El que pretenda ser cristiano debe mantener el poder de la santidad y la justicia en su vida y conducta. No basta con tener la coraza de la justicia, también hay que ponérsela.
El justo tiene una obra de gracia y santidad en el corazón, igual que los vivos poseen el principio de vida en ellos. Pero el justo mantiene el poder de la santidad al ejercerla con vigor en su andar diario, igual que el corazón da fuerza a cada parte del cuerpo humano para su trabajo. Jerónimo describió así la vida de los primeros cristianos: “La sangre de Cristo estaba aún caliente en sus venas”. Conocían la importancia de ir siempre vestidos con la coraza de la justicia, bien ceñida para que no se soltara por negligencia, ni se rompiera por el pecado de la arrogancia.
En los primeros tiempos del cristianismo, el carácter del cristiano se distinguía del mundano por su andar santo continuado. Zacarías y Elisabeth “eran justos delante de Dios, y andaban irreprensibles en todos los mandamientos y ordenanzas del Señor” (Lc. 1:6). Diariamente Pablo intentaba “tener siempre una conciencia sin ofensa ante Dios y ante los hombres” (Hch. 24:16). Los que seguimos esta misma fe debemos consagrarnos al comportamiento puro, para andar en santidad y justicia como ellos.
- Dios quiere que sus hijos sean santos
Esto debe bastar para que todo creyente corresponda al deseo del corazón de Dios. Uno merece que se borre su nombre del Libro de Cristo si no permanece dispuesto a marchar o hasta correr a la orden del Maestro. David, que había “servido a su propia generación según la voluntad de Dios” (Hch. 13:36), hizo del cumplir los deseos divinos la meta de su vida. Todo corazón tocado por el imán del amor de Dios deseará lo mismo.
Toda ambición personal del cristiano sincero se resume en esta: hacer la voluntad de Dios en su propia generación. Toda su oración es: “No se haga mi voluntad, sino la tuya” (Lc. 22:42). Su único propósito es descubrir y cumplir “la buena voluntad de Dios, agradable y perfecta” (Rom. 12.2). Ahora quiero mostraros que la voluntad de Dios es la santificación de sus hijos. Esta constituye un hilo de plata que atraviesa todos sus diseños.
- En sus decretos
¿Por qué escogió Dios a algunos, dejando que otros se hundieran en el tormento y la miseria? El apóstol nos dice: “Nos escogió en Él antes de la fundación del mundo, para que fuésemos santos” (Ef. 1:4). No porque Dios pensara que seríamos santos en nosotros mismos, sino porque resolvió hacernos santos Él mismo. Es como si un hábil carpintero tuviera un bosque en su terreno —todos los árboles iguales, sin ninguno mejor que otro— y marcara cierto número de árboles, apartándolos en su mente, decidido a hacer con ellos objetos maravillosos.
Así escogió Dios a algunos de toda la humanidad y los apartó para tallar su imagen de justicia y santidad en ellos. Se trata de una obra de tal calidad que cuando la haya terminado, la enseñará a los hombres y los ángeles, y será más bella que el mismo universo.

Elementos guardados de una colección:

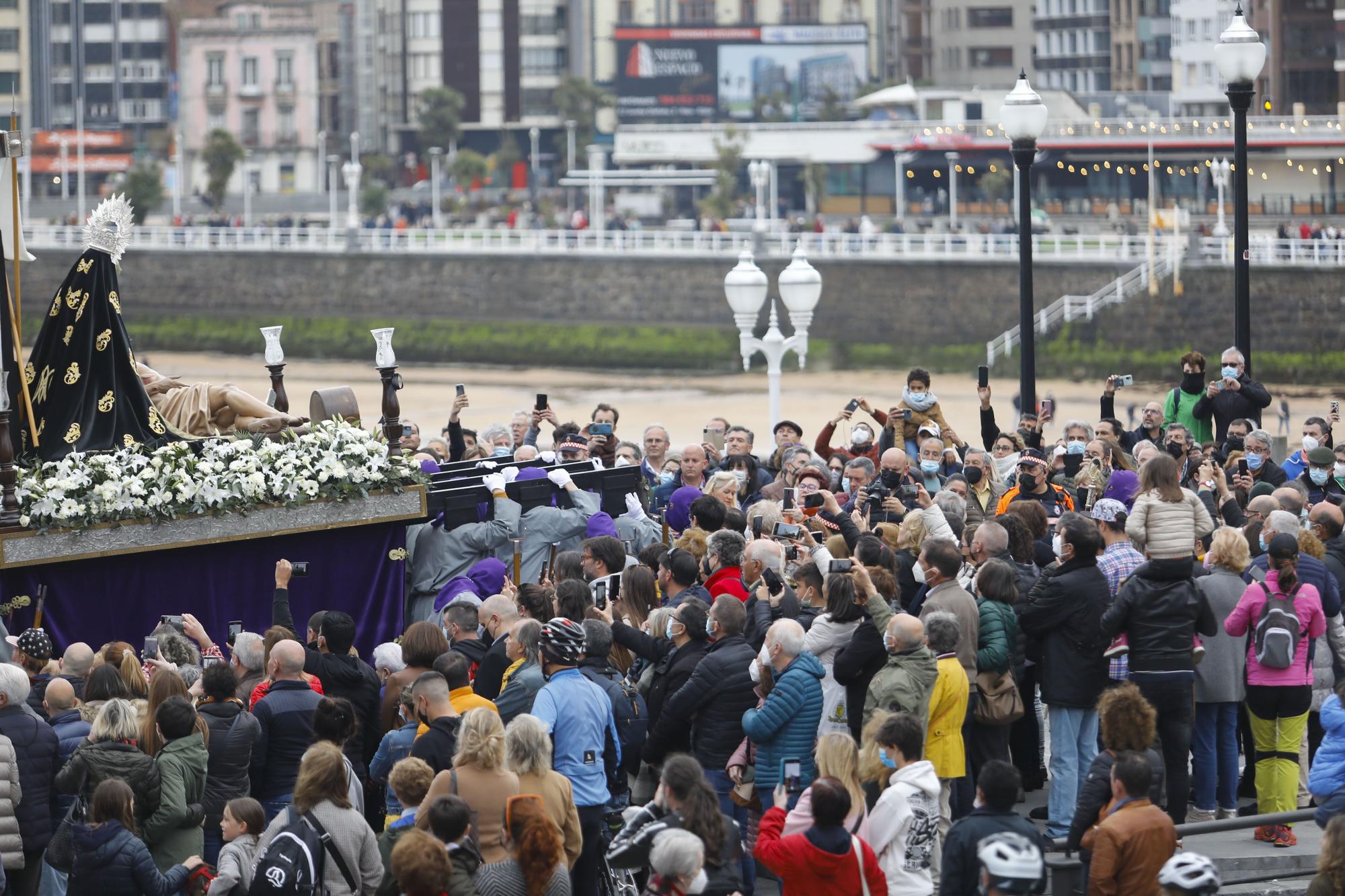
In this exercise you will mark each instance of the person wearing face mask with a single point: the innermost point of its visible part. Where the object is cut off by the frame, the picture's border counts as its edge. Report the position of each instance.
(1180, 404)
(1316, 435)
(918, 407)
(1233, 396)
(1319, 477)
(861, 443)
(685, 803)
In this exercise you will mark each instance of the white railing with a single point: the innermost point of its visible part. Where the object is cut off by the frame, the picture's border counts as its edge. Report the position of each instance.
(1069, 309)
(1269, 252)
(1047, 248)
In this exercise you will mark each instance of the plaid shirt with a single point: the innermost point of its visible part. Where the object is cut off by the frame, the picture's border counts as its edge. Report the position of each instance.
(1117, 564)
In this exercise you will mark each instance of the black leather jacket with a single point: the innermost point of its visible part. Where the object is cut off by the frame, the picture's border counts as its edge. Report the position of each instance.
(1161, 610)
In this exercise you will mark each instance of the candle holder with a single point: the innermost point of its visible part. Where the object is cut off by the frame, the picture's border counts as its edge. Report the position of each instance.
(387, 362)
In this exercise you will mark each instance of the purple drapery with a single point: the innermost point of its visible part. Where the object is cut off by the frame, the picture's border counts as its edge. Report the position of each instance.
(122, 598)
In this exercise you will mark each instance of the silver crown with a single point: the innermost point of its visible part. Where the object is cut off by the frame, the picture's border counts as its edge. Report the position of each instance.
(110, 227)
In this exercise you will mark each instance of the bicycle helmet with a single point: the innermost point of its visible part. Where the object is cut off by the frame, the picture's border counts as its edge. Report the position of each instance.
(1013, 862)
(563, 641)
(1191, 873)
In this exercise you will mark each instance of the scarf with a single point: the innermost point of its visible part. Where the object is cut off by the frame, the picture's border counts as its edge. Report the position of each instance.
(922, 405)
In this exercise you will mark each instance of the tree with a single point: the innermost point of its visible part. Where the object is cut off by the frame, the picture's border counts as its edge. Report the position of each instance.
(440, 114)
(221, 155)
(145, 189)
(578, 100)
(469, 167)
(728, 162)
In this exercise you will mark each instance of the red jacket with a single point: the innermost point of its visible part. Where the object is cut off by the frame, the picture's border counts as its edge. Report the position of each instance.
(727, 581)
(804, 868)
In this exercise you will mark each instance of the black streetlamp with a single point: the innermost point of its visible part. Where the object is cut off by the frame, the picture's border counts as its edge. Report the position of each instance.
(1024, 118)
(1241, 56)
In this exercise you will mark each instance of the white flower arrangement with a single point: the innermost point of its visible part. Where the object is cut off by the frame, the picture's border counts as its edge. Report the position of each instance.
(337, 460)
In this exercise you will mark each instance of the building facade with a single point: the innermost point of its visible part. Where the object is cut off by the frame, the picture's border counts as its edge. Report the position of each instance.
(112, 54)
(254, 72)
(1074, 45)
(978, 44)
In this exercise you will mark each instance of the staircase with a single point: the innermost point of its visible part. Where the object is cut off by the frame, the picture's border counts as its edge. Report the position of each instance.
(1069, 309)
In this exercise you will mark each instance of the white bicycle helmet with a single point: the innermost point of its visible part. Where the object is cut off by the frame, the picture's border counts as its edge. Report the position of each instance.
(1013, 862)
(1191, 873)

- _OBJETIVO DEL EJERCICIO_: En el texto sobre la santidad del cristiano, ¿con qué frase describió Jerónimo la vida de los primeros cristianos?

- _RESULTADO OBTENIDO_: Dijo: "La sangre de Cristo estaba aún caliente en sus venas".